++++ Records for this task

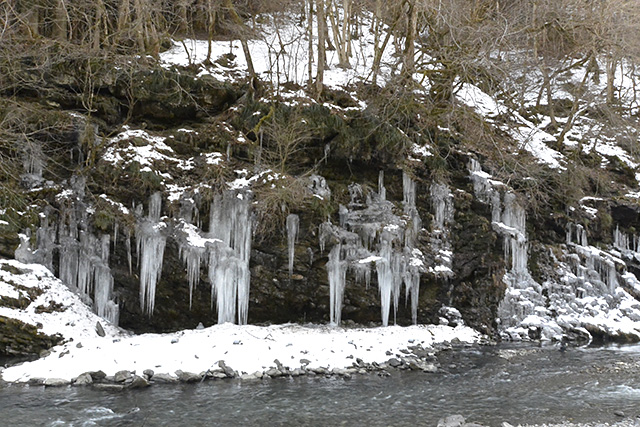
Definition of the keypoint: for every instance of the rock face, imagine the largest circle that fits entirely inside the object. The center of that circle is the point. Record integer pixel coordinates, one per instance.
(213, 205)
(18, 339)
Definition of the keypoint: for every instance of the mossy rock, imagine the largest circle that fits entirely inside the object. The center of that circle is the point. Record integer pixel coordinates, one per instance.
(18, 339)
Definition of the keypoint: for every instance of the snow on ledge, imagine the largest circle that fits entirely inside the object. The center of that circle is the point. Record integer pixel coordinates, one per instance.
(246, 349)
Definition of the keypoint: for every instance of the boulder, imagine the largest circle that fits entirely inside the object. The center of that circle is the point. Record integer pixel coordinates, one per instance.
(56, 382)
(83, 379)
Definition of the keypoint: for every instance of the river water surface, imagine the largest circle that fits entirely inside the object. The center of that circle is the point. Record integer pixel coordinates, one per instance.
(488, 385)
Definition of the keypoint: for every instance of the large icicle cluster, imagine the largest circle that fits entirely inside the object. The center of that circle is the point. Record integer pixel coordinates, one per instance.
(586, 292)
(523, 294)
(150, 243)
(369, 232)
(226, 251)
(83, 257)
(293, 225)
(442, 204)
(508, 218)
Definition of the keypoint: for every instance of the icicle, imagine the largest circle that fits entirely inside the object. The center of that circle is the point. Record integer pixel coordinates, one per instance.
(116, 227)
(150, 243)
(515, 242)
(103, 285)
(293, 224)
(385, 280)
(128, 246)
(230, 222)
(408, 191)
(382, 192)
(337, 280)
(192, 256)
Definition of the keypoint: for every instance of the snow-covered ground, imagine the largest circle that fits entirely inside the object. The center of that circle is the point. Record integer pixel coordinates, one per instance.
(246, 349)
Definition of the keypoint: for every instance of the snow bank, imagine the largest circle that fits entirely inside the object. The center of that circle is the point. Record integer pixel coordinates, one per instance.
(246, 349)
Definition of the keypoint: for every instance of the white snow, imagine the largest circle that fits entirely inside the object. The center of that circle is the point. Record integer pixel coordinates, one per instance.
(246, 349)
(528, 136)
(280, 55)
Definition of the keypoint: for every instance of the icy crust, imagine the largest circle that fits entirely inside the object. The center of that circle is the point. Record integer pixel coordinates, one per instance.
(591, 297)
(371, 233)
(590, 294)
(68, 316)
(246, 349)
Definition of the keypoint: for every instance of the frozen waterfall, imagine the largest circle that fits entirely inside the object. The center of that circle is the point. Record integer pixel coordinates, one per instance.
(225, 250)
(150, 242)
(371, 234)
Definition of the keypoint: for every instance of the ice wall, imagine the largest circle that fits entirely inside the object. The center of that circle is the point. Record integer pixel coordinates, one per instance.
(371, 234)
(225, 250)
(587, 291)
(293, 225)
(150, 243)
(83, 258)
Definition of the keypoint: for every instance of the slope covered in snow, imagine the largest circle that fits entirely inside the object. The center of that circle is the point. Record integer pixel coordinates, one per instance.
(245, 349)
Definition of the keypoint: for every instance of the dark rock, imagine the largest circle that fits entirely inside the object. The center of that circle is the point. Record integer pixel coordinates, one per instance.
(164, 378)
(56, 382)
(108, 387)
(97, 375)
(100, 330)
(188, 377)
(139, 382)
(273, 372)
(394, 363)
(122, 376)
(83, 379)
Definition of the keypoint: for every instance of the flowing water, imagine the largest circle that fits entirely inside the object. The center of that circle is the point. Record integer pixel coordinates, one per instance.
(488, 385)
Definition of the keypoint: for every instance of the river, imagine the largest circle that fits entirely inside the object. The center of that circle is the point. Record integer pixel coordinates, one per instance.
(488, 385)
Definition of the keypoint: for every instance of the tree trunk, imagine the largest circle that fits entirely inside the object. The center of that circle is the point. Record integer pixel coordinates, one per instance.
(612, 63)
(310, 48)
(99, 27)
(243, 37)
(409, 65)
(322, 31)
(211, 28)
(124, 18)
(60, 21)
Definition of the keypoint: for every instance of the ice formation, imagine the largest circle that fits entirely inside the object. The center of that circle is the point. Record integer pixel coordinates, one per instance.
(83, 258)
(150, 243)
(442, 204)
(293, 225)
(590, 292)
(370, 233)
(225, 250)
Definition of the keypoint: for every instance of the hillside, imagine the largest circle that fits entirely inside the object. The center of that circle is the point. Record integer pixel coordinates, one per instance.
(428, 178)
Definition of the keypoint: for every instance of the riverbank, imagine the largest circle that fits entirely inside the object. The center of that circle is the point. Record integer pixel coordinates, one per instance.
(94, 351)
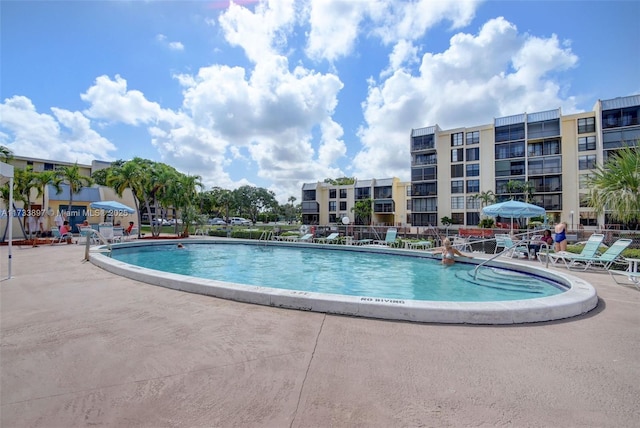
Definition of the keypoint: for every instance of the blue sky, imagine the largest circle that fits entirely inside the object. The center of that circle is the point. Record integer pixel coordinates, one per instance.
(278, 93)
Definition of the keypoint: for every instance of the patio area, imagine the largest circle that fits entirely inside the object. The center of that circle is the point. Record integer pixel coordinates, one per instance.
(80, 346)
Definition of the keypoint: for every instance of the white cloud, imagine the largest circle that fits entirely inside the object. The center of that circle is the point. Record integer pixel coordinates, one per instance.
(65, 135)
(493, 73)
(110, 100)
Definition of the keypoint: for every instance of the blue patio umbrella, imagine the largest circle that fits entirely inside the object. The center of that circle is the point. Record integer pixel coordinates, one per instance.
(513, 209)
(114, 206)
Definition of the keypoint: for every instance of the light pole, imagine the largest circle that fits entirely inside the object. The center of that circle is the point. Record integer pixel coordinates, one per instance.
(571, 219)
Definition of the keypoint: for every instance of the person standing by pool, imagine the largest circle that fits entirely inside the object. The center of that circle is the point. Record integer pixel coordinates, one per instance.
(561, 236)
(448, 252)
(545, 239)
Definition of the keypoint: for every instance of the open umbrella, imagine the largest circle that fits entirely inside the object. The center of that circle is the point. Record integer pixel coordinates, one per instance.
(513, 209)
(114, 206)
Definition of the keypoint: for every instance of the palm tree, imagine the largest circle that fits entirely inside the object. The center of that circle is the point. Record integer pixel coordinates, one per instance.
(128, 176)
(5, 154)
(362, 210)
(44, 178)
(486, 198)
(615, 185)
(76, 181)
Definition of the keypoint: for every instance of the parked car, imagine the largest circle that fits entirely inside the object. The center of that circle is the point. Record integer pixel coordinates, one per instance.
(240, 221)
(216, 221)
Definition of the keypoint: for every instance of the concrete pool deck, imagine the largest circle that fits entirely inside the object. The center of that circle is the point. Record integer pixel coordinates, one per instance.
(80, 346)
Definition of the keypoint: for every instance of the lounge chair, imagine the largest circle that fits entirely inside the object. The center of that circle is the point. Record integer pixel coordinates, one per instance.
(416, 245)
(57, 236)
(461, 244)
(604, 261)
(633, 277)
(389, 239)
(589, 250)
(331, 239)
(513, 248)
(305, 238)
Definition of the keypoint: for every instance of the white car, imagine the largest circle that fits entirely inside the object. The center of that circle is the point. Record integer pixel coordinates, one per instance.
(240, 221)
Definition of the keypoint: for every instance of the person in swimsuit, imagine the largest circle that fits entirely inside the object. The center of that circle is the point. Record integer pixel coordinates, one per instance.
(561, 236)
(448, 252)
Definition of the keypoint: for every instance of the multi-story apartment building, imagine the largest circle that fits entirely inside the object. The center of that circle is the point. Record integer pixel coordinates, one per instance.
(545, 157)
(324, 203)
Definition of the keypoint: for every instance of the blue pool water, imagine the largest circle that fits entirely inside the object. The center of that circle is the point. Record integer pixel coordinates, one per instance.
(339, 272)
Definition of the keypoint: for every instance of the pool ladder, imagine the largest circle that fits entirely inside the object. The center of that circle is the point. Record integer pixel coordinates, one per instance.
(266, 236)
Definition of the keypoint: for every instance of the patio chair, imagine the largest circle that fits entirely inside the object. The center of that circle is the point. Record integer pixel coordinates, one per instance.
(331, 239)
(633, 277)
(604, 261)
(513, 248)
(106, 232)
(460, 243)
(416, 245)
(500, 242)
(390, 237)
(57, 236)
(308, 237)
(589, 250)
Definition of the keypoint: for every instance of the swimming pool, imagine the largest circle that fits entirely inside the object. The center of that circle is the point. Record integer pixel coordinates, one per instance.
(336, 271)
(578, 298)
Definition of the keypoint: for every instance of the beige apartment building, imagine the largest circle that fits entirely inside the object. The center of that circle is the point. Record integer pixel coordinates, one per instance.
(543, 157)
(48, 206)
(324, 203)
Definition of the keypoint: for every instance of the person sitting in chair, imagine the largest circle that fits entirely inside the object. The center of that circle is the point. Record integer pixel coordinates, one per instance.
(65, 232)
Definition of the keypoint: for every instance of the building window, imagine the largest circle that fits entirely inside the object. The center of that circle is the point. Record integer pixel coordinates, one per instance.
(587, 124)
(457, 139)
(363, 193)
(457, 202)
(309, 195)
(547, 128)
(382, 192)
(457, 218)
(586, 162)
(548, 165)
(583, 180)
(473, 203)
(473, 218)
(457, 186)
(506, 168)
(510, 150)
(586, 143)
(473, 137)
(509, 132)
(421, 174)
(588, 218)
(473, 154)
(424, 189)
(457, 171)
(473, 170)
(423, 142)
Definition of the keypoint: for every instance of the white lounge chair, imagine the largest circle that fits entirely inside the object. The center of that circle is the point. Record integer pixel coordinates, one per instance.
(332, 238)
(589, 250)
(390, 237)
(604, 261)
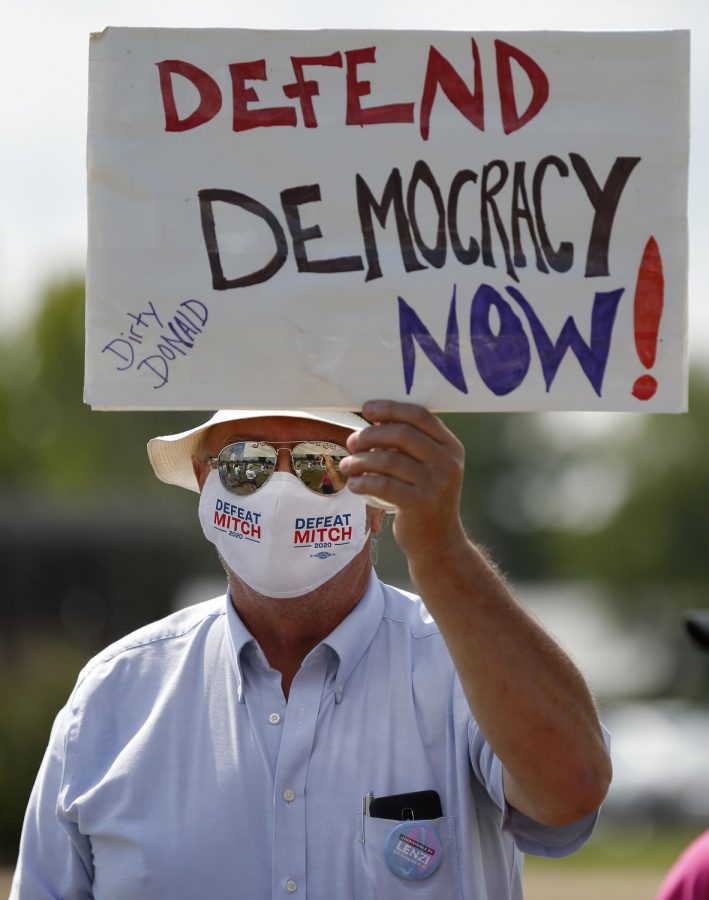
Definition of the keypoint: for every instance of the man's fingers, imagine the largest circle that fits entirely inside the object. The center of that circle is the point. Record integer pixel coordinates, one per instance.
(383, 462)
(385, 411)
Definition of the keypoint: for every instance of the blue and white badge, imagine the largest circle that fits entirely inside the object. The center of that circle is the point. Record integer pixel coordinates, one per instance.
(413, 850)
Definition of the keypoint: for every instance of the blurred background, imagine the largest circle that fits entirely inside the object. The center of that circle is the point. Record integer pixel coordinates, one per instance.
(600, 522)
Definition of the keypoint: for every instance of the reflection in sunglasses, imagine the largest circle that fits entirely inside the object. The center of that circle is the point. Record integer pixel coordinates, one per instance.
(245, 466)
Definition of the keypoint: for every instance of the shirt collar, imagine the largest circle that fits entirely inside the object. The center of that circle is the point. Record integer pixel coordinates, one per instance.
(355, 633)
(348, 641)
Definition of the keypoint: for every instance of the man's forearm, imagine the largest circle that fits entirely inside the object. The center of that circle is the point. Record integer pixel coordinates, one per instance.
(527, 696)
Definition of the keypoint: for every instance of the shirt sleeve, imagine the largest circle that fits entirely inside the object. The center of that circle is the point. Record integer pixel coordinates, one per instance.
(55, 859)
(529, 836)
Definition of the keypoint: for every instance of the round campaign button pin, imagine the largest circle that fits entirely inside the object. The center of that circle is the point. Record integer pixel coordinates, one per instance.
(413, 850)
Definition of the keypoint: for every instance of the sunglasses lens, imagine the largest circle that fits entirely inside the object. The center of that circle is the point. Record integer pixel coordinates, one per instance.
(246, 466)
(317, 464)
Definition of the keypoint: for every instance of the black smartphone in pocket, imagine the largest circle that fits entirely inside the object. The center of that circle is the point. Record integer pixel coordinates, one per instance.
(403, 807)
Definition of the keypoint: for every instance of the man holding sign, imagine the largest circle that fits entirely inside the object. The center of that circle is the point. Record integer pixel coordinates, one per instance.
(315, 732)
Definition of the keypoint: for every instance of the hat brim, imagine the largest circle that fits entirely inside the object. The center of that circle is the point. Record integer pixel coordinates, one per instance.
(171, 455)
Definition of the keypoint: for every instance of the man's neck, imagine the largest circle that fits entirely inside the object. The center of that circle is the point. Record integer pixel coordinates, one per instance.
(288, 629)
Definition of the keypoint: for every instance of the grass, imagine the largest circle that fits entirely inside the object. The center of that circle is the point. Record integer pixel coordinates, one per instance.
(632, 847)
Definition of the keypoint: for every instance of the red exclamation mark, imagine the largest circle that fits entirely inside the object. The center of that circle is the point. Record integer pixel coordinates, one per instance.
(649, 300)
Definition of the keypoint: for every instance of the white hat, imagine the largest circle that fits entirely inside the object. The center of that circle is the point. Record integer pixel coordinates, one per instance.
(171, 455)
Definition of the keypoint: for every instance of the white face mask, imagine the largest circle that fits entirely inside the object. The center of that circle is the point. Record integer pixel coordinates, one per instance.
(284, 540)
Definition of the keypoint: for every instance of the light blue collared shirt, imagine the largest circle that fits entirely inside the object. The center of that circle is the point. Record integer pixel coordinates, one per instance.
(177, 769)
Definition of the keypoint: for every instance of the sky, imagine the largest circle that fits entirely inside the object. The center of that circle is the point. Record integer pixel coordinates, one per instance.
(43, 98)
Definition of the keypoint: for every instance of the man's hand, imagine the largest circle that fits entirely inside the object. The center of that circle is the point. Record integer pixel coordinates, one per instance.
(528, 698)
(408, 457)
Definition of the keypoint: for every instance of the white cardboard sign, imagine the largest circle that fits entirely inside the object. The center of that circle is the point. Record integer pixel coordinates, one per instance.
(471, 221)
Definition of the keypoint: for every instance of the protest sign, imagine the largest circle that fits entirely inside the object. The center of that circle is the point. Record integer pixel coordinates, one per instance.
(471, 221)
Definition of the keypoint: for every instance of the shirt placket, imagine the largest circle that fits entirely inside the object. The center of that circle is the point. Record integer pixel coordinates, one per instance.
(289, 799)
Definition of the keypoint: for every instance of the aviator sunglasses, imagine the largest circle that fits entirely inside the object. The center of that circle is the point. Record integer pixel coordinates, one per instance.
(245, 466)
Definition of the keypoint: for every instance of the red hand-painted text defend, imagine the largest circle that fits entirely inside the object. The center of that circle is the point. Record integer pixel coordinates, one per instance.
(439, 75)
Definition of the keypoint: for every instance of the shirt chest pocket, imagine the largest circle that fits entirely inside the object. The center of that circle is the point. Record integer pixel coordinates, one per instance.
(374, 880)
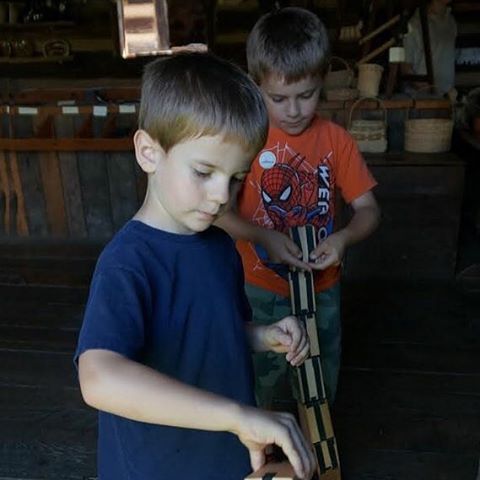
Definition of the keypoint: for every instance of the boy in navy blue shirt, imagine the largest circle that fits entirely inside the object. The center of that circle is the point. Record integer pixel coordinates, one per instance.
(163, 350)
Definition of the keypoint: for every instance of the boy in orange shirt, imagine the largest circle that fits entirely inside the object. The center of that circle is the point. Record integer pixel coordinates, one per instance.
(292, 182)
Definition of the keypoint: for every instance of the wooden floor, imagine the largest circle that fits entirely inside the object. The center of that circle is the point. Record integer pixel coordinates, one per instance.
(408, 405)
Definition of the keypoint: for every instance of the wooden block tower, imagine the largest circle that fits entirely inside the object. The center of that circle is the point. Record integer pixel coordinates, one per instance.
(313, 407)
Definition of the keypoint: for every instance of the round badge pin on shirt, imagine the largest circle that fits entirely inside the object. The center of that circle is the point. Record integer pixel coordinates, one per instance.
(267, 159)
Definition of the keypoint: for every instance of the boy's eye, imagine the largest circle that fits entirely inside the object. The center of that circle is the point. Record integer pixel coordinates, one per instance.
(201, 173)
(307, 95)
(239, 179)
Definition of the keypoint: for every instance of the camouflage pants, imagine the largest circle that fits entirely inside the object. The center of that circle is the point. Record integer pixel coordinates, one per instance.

++++++++

- [Requirement]: Reproduce word for word the stretch of the records above from the line containing "Definition of the keypoint: for every instance of the boy's" through the last line of the records.

- [Reply]:
Definition of the keypoint: for every instance of the boy's eye, imagine the largest circle that fits entirely inside the object. The center of that circle is the point. Record integer pixel coordinates, one per instance.
(201, 173)
(307, 95)
(239, 179)
Definition of the keypoint: for every instance of the camouflage pants, imagine the largest circle that fits entirely inside the object. The center of that circle is the point. Record integer pixel coordinates, one per instance.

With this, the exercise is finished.